Assigned task => The records underneath are to be printed in full and exactly, with no pictures carried over.

Records for this exercise =>

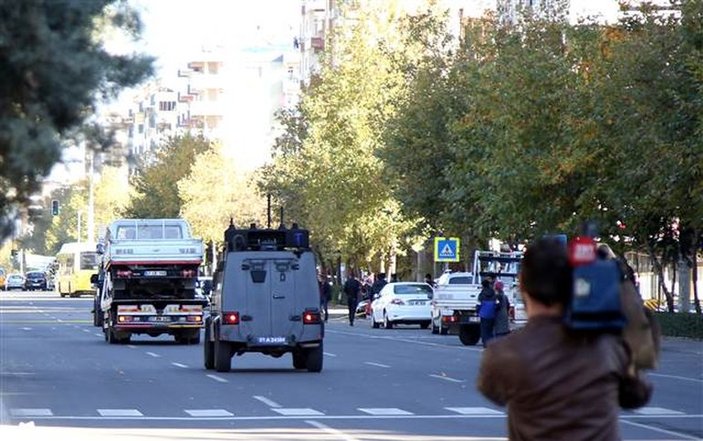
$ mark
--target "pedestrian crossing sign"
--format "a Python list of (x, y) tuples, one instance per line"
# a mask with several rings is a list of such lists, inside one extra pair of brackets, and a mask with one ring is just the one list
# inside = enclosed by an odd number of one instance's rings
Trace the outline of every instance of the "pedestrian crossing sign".
[(458, 237), (435, 237), (434, 261), (459, 262), (459, 244)]

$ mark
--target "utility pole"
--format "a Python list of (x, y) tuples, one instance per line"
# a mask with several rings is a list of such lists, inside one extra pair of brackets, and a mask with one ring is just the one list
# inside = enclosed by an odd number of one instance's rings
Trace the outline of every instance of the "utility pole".
[(93, 200), (93, 170), (95, 163), (95, 152), (90, 150), (90, 169), (88, 172), (88, 243), (95, 242), (95, 201)]

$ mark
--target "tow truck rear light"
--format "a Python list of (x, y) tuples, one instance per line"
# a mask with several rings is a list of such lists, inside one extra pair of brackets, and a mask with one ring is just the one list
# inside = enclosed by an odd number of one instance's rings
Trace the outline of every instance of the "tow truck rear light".
[(403, 301), (403, 299), (393, 299), (393, 300), (391, 300), (391, 304), (393, 304), (393, 305), (405, 305), (405, 302)]
[(131, 322), (131, 321), (132, 321), (132, 317), (130, 317), (130, 316), (128, 316), (128, 315), (118, 315), (118, 316), (117, 316), (117, 321), (118, 321), (119, 323)]
[[(201, 316), (199, 316), (199, 315), (189, 315), (189, 316), (188, 316), (188, 321), (189, 321), (189, 322), (200, 323), (201, 321), (203, 321), (203, 318), (202, 318)], [(235, 323), (235, 324), (236, 324), (236, 323)]]
[(117, 277), (122, 279), (127, 279), (132, 277), (132, 271), (130, 270), (117, 270)]
[(223, 313), (223, 320), (225, 325), (238, 325), (239, 324), (239, 312), (230, 311)]
[(320, 323), (322, 320), (320, 318), (320, 312), (319, 311), (305, 311), (303, 313), (303, 324), (306, 325), (316, 325)]
[(442, 316), (442, 321), (444, 323), (456, 323), (457, 322), (457, 317), (455, 315), (443, 315)]
[(192, 270), (192, 269), (184, 269), (184, 270), (181, 271), (181, 276), (183, 276), (183, 277), (185, 277), (185, 278), (195, 277), (195, 270)]

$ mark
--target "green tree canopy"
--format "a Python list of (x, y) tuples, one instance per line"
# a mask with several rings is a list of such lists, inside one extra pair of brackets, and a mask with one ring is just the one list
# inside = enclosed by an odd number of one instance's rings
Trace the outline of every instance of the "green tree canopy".
[(123, 0), (0, 2), (0, 238), (61, 159), (96, 102), (141, 82), (152, 60), (106, 51), (99, 31), (136, 37), (139, 17)]
[(210, 146), (210, 141), (202, 136), (170, 138), (153, 159), (149, 158), (139, 166), (132, 179), (134, 192), (125, 216), (178, 217), (183, 205), (178, 194), (178, 181), (190, 174), (196, 155), (207, 151)]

Your solution =>
$ mark
--target "pedestrian crossing sign"
--format "a Python list of (x, y) tuples, one instance per line"
# a mask with several rings is a list of such lists, inside one extra pair of brackets, and a mask with one ring is just the one list
# inside = enclosed by an odd number of one instance's rings
Trace the outline of every instance of the "pedestrian crossing sign".
[(458, 237), (435, 237), (434, 261), (459, 262), (459, 244)]

$ mark
--target "utility pole"
--format "a Python list of (x, y) tuples, one instance per line"
# a mask with several rings is a list of such lists, inside one extra pair of brackets, and a mask with one ring is just the one list
# inside = enclosed by an odd number of one instance's rings
Trace the outline of every instance of the "utility pole".
[(93, 200), (93, 170), (95, 163), (95, 152), (90, 150), (90, 169), (88, 172), (88, 243), (95, 242), (95, 201)]

$ mark
--target "tow truck rear light"
--format "a Python list of (x, y) tuples, one instance per line"
# a mask with several rings is a list of such lists, inside one extra pair of brackets, and a mask with one ring is just the one list
# inside = enclosed by an odd number of one instance's rings
Trace the outline of every instance of the "tow truck rear light".
[(403, 301), (403, 299), (393, 299), (393, 300), (391, 300), (391, 304), (393, 304), (393, 305), (405, 305), (405, 302)]
[(131, 322), (131, 321), (132, 321), (132, 317), (130, 317), (130, 316), (128, 316), (128, 315), (118, 315), (118, 316), (117, 316), (117, 321), (118, 321), (119, 323)]
[[(201, 316), (199, 316), (199, 315), (189, 315), (189, 316), (188, 316), (188, 321), (189, 321), (189, 322), (200, 323), (201, 321), (203, 321), (203, 318), (202, 318)], [(235, 323), (235, 324), (236, 324), (236, 323)]]
[(117, 277), (122, 279), (127, 279), (132, 277), (132, 271), (130, 270), (117, 270)]
[(223, 313), (223, 320), (225, 325), (238, 325), (239, 324), (239, 312), (230, 311)]
[(320, 323), (322, 320), (320, 318), (320, 312), (319, 311), (305, 311), (303, 313), (303, 324), (306, 325), (316, 325)]
[(442, 316), (442, 321), (444, 323), (456, 323), (457, 322), (457, 317), (455, 315), (443, 315)]
[(192, 270), (192, 269), (184, 269), (184, 270), (181, 271), (181, 276), (183, 276), (183, 277), (185, 277), (185, 278), (195, 277), (195, 270)]

$ mark
--target "green tree canopy"
--format "a Python list of (x, y) tuples, one instance per line"
# a mask with several rings is a list of such lists, inside one extra pair of brackets, and a mask with one ring is just the one list
# inside = enclosed by an odd number of one instance's rings
Trace the outline of every instance of the "green tree canopy".
[(123, 0), (0, 2), (0, 238), (61, 159), (96, 102), (141, 82), (152, 60), (106, 51), (99, 31), (136, 37), (139, 17)]
[(210, 146), (210, 141), (202, 136), (170, 138), (153, 159), (149, 158), (139, 166), (132, 179), (134, 192), (125, 216), (178, 217), (183, 205), (178, 194), (178, 181), (190, 174), (196, 155), (207, 151)]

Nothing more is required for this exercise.